→ **WHAT TO WORK ON**:
In the material below, find the line with "Target: yellow body panel" and the line with "Target: reflection on water", then output those two lines and every line between them, exactly.

*** Block opens ***

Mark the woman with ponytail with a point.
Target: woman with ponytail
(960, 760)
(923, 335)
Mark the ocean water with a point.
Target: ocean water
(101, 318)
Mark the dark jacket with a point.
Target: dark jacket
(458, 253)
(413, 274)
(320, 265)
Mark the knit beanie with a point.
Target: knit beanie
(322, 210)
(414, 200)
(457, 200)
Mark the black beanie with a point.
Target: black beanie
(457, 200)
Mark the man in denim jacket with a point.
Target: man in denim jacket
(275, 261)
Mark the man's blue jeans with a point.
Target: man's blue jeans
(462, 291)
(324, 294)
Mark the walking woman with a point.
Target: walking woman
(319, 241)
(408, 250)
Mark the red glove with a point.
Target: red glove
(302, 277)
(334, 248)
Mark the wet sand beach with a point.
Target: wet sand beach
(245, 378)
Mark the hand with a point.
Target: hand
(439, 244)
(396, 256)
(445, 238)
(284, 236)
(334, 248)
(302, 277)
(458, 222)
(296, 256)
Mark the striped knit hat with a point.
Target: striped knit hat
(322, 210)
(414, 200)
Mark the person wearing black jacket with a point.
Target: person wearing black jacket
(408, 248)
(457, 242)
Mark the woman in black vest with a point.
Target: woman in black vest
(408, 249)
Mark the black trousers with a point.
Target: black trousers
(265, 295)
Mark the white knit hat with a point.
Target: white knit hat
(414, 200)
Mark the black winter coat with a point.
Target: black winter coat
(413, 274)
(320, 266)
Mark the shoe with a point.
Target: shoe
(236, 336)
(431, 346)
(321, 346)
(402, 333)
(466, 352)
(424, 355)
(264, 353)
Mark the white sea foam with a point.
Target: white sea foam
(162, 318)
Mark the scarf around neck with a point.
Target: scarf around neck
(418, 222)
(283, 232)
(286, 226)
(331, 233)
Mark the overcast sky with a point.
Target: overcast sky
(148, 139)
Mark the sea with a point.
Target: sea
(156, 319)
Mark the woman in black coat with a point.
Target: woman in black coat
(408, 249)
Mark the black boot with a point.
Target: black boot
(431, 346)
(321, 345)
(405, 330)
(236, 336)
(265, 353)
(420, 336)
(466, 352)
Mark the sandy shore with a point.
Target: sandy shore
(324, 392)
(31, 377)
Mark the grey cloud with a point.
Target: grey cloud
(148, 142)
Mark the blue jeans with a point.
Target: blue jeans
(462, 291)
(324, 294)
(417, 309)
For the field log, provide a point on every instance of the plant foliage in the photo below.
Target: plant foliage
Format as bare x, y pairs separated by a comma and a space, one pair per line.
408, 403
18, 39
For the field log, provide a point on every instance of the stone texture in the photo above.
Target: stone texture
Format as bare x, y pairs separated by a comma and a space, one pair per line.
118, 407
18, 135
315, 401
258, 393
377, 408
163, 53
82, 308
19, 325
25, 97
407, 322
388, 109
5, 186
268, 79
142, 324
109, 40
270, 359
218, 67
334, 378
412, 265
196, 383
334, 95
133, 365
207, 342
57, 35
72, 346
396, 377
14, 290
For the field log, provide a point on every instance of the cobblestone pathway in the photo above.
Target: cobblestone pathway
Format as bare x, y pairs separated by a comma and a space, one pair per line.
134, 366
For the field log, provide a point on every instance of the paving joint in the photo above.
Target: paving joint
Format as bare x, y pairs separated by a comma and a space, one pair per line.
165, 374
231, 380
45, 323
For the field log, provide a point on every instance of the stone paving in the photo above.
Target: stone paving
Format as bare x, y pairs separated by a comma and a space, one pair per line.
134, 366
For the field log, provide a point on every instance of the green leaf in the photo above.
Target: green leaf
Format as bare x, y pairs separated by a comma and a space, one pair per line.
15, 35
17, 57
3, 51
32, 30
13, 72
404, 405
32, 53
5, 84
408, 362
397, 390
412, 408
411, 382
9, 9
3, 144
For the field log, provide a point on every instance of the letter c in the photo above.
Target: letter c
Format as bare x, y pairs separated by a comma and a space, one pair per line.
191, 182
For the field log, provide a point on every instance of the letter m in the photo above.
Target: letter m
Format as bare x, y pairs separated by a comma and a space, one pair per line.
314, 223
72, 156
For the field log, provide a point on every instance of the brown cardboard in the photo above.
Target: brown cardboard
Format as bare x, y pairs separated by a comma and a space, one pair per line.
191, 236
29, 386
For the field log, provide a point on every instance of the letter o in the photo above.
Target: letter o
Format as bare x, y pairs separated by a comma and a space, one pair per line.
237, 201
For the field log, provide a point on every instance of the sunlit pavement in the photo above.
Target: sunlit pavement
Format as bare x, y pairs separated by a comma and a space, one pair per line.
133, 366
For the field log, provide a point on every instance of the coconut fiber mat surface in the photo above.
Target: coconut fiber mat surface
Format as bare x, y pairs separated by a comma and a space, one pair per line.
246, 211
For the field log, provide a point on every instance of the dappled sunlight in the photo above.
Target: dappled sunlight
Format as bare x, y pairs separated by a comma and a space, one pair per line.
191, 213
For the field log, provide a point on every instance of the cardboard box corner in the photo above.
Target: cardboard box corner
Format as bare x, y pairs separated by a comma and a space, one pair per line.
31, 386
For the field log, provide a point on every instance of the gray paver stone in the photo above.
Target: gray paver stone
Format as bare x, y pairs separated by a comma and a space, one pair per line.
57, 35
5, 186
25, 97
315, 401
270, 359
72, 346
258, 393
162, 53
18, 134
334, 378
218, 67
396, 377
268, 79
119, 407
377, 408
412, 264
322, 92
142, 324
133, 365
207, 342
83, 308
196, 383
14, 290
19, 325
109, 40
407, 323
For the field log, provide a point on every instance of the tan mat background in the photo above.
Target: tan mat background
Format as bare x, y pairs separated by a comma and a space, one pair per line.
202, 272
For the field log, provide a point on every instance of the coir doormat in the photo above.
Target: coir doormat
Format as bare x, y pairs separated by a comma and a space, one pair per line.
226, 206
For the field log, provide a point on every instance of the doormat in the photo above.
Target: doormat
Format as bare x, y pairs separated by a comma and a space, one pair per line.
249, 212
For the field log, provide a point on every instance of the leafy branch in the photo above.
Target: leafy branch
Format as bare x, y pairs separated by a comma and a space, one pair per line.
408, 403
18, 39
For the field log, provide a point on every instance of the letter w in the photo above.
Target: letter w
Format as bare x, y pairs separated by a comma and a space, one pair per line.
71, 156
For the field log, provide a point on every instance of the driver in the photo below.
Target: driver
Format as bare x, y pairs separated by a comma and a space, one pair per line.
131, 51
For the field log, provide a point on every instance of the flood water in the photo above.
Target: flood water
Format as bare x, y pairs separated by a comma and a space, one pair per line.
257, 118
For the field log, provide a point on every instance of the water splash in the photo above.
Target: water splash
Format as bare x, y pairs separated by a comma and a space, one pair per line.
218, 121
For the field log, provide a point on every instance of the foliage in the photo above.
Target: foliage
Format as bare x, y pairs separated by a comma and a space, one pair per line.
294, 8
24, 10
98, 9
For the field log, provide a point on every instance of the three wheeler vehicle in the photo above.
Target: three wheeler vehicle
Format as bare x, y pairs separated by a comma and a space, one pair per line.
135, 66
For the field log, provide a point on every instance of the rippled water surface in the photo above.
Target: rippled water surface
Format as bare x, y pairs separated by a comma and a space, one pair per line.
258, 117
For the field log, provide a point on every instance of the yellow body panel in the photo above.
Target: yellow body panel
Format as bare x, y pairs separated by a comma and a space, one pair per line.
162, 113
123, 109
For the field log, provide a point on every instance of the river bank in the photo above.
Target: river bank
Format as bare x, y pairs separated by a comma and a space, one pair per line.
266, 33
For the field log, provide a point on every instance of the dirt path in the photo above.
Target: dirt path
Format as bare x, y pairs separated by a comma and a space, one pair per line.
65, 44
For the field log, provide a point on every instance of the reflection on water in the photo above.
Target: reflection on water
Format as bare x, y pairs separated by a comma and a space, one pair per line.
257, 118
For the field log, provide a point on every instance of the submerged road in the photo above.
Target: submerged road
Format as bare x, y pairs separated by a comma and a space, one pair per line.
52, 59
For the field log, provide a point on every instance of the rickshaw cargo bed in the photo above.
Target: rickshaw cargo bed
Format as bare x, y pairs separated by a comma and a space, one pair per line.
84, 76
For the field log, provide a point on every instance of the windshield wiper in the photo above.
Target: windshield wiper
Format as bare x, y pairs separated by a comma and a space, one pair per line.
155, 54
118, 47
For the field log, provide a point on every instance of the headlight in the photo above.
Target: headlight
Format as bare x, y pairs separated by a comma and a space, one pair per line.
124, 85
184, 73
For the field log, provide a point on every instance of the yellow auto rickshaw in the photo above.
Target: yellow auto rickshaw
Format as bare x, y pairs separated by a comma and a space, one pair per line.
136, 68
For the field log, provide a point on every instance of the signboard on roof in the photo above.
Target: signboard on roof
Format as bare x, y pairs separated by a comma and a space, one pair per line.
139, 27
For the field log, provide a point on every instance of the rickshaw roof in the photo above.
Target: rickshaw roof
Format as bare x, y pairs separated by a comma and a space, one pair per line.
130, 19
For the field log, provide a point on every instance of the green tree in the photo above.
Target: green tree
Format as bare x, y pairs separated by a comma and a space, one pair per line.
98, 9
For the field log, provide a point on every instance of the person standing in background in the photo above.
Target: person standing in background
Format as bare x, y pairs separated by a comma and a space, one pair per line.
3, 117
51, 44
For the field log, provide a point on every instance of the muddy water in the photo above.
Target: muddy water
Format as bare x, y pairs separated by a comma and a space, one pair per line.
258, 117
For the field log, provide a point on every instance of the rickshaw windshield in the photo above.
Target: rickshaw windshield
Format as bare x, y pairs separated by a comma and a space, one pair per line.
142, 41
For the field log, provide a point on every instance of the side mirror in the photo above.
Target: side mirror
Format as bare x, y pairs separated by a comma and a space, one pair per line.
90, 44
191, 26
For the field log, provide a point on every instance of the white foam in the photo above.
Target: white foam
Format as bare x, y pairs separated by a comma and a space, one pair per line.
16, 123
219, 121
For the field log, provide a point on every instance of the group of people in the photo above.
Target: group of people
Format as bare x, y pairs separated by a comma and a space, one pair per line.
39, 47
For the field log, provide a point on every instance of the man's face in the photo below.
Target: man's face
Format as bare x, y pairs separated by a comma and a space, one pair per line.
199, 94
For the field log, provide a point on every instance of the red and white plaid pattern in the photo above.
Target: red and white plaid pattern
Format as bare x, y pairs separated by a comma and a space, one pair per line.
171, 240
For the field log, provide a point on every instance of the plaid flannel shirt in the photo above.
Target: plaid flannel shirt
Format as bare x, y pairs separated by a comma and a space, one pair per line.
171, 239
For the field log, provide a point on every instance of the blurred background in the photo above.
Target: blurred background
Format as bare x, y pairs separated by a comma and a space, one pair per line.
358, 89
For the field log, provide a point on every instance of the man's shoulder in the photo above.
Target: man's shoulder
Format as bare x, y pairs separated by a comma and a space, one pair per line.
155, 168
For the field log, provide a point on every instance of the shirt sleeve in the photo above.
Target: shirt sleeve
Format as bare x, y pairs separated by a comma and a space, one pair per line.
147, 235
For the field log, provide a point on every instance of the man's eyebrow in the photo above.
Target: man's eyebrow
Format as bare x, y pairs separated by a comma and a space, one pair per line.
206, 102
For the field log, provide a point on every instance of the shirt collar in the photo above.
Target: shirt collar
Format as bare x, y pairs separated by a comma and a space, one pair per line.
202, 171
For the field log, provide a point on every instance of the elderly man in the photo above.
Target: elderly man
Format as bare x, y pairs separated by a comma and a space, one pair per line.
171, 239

*** Block closes ***

→ **RESULT FOR THIS EXERCISE**:
Target: yellow body panel
Format as bare x, y pairs separated by a comma and a space, one pair per line.
162, 113
123, 109
For the field log, provide a point on every instance of the river bank in the photo above.
Target: river bank
Format as bare x, y pairs separated by a comma and a space, one pair per line.
266, 33
For the field log, provide a point on every instance of the dirt path in the photo above.
Target: dirt path
Format as bare x, y pairs separated by a comma and a space, one pair per line.
65, 44
For the field log, provide a point on every instance of the reflection on water in the photo above.
Target: reflection on water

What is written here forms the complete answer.